== INSTRUCTIONS FOR THE TASK ==
Reproduce the following records word for word, leaving out the pictures.

----

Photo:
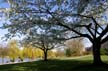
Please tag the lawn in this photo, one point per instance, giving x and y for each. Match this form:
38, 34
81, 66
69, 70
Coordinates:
66, 64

----

== OUTPUT FOR THIS TASK ==
Photo:
Please tag the lawn in this photo, one point per instance, giving x and y for each. Match this form:
38, 34
81, 66
69, 70
Coordinates:
66, 64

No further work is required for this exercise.